**Exercise**
What three problems with raw nighttime light data does the remote sensing text list?

**Text provided**

(begin)

Remote Sensing-Based Assessment of Economic Development

Yijian Pan, Yongchang Ma, Bolin Shen, Linyang He

1 Introduction

The goal of our project is to use satellite data (including nighttime light data and remote sensing images) to give us some statistical estimation of the economic development level of a selected area (Singapore). Findings from the project could inform policymakers about areas needing intervention or support for economic development initiatives. Insights gained might aid in targeted policy formulation for infrastructure, agriculture, urban planning, or resource management.

2 Economic Activity Estimation Based on Light Intensity

In this section, we focus on estimating economic activity based on light intensity from nighttime light (NLT) data. However, the raw nighttime light data suffers from the problems of interannual inconsistency, saturation, and blooming. Researchers have proposed several methods to address these issues. Unfortunately, their methods only overcome one or more of these problems and a global data product for all the solvable issues has yet to emerge. Therefore, we aim to produce a consistent and corrected NLT dataset before we predict GDP based on the light intensity from NLT data.

(end)

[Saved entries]
(begin)

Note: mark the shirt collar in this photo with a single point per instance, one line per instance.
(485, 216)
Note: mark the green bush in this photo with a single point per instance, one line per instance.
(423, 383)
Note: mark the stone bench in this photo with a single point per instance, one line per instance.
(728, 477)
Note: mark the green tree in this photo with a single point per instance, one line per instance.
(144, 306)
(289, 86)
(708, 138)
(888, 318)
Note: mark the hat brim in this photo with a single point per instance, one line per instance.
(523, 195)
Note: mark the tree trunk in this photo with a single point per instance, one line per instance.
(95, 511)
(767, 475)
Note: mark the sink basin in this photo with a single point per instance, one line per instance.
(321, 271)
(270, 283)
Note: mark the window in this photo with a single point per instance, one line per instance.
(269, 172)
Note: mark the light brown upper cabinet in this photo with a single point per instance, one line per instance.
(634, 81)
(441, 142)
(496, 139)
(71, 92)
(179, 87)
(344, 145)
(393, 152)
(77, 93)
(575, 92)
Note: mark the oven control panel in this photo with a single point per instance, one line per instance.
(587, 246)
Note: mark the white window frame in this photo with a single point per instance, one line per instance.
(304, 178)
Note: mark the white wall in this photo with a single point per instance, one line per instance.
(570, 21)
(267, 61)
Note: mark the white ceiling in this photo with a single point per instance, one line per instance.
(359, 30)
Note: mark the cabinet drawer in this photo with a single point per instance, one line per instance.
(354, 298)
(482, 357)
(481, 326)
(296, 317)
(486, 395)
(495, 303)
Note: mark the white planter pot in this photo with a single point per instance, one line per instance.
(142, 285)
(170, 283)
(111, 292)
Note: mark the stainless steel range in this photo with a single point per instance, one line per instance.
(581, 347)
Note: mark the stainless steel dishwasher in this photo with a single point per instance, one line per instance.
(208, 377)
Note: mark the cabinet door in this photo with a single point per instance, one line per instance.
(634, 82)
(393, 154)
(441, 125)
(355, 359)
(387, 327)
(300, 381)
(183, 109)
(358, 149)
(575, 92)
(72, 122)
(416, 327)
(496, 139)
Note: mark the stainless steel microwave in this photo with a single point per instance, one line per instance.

(end)

**Exercise solution**
Interannual inconsistency, saturation, and blooming.